#### [Selected passage]
╔══
On the day of the afternoon meeting with the President, Nadia and I took
Cardinal Myroslav Ivan Lubachivsky, primate of the Ukrainian Catholic Church
(who flew in from Rome for the meeting) and the primate of the Ukrainian Autocephalous
Orthodox Church, Metropolitan Mstyslav to lunch at the Hay Adams to brief him
on all that had transpired and to explain what was going on and then we walked
them to the Northwest Gate entrance to the White House. The two Church leaders
had a wonderful meeting with President Reagan - who surely had never been told
about the controversy surrounding Gorbachev's wanting him to attend a religious
event as part of the Summit schedule.
When the Cardinal and the Metropolitan exited the West Wing, the waiting
reporters asked what they had told the President. Their response to the press
was that they had recommended that the President not visit Moscow during the
Kremlin's bogus celebration because the Millennium of Christianity was not
Russia's but Ukraine's and should properly be celebrated in Kyiv, not Moscow,
and warned the President against being a dupe for cynical propaganda, the
celebration of religion by an atheistic regime that spent 70 years destroying
every reference to God.
Ultimately, the dates of the Reagan-Gorbachev Summit were changed so that
President Reagan would not be in Moscow during the bogus Kremlin celebration.
However, we continued pressing senior White House staff that the President
should make a point about religious persecution when he visited Moscow.
╚══
#### [Data]
╔══
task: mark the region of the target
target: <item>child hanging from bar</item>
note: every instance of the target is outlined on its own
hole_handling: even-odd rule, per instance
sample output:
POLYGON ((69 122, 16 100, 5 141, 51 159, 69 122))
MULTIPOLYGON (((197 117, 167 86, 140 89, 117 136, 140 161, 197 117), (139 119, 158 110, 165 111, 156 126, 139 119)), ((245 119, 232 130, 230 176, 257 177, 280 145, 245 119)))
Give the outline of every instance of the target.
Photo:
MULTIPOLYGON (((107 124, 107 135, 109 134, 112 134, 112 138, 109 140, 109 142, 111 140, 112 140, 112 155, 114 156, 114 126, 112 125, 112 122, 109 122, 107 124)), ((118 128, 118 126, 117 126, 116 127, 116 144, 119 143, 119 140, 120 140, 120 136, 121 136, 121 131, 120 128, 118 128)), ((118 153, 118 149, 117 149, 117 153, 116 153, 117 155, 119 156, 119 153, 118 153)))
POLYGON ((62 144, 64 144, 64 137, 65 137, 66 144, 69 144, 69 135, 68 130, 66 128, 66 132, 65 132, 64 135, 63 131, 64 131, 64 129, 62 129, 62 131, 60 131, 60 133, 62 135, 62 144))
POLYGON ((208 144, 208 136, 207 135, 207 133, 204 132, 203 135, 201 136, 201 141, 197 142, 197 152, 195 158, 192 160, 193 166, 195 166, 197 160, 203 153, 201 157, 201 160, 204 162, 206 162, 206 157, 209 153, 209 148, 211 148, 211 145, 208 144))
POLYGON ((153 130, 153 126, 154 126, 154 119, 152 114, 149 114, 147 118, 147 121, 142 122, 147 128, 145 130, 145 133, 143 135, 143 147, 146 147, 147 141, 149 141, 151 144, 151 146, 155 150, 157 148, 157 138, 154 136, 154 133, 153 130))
╚══
#### [Tasks to perform]
A. From the passage about the church leaders' meeting with President Reagan, reproduce the part that opens with the words containing "Ultimately, the dates" and closes with "bogus Kremlin celebration.".
B. In the passage about the church leaders' meeting with President Reagan, where did the Cardinal and the Metropolitan say the Millennium of Christianity should properly be celebrated?
C. Could you go on with the passage about the church leaders' meeting with President Reagan, starting after its last sentence?

#### [Answers to the tasks]
A.
Ultimately, the dates of the Reagan-Gorbachev Summit were changed so that
President Reagan would not be in Moscow during the bogus Kremlin celebration.

B. In Kyiv, not Moscow.

C.
Finally, the West Wing (Director of Communications Tommy Grissom) called to
tell me they had included in the President's Moscow schedule a meeting with
"refuseniks" sounding as if this would somehow calm criticism. I
jeopardized my remaining relationships arguing that the President should meet
with not only with "refuseniks", but with representatives of
other persecuted religions, as well - indeed, since the timing was all about
Christianity's history, he must meet with persecuted Christians! In particular,
I pressed the point that the President should meet with representatives of the
only two Churches completely banned in the Soviet Union - the Ukrainian
Catholic Church and the Ukrainian Orthodox Churches that had continued to
operate secretly despite being outlawed. "All right, all right," the
White House replied, "get us some suggestions of people and we will consider
them."
Nadia coordinated communications with the office of Cardinal Lubachivsky.
Others sought names from the Orthodox community. Suggested invitees came back
to us via the Helsinki Union. Bohdan Futey as Chairman of the Organizational
Committee of the National Committee to Commemorate the Millennium of
Christianity in Ukraine and Nadia as Chairman of Government Relations sent our
suggestions to the President's National Security Advisor, General Colin Powell.
We waited and hoped. The suggestions were accepted and some of our suggested
people were included in what turned out to be a fabulous meeting with President
Reagan in Spaso House in Moscow. (Several other invitees were taken off their
train on the trip to Moscow from Ukraine and purposefully detained by Soviet
police, thereby not arriving in time for the meeting.)
The U.S. President had not been used by the Kremlin to continue to perpetrate
its propaganda and President Reagan, in his unique and genuine way, helped to
provide hope to representatives of two banned Ukrainian Churches and to their
members. For us, that was it in 1988, a successful end to an inside-the-Beltway
struggle.
However, two years later, on International Woman's Day in 1990, we were
reminded of several important lessons from 1988, important lessons that need to
be remembered.
We were reminded that determined people in a free society can alter events
successfully. We were reminded that acts within our system can have profound
effect on the lives of people thousands of miles away. And, we were certainly
reminded that the United States can be a city on the hill, and its beacon of
hope is more than a line in a political speech - it is a genuine ability to
bring hope to people around the world and, in this case, embolden Catholics in
a small parish in western Ukraine to come out of hiding to again proclaim their
faith in public.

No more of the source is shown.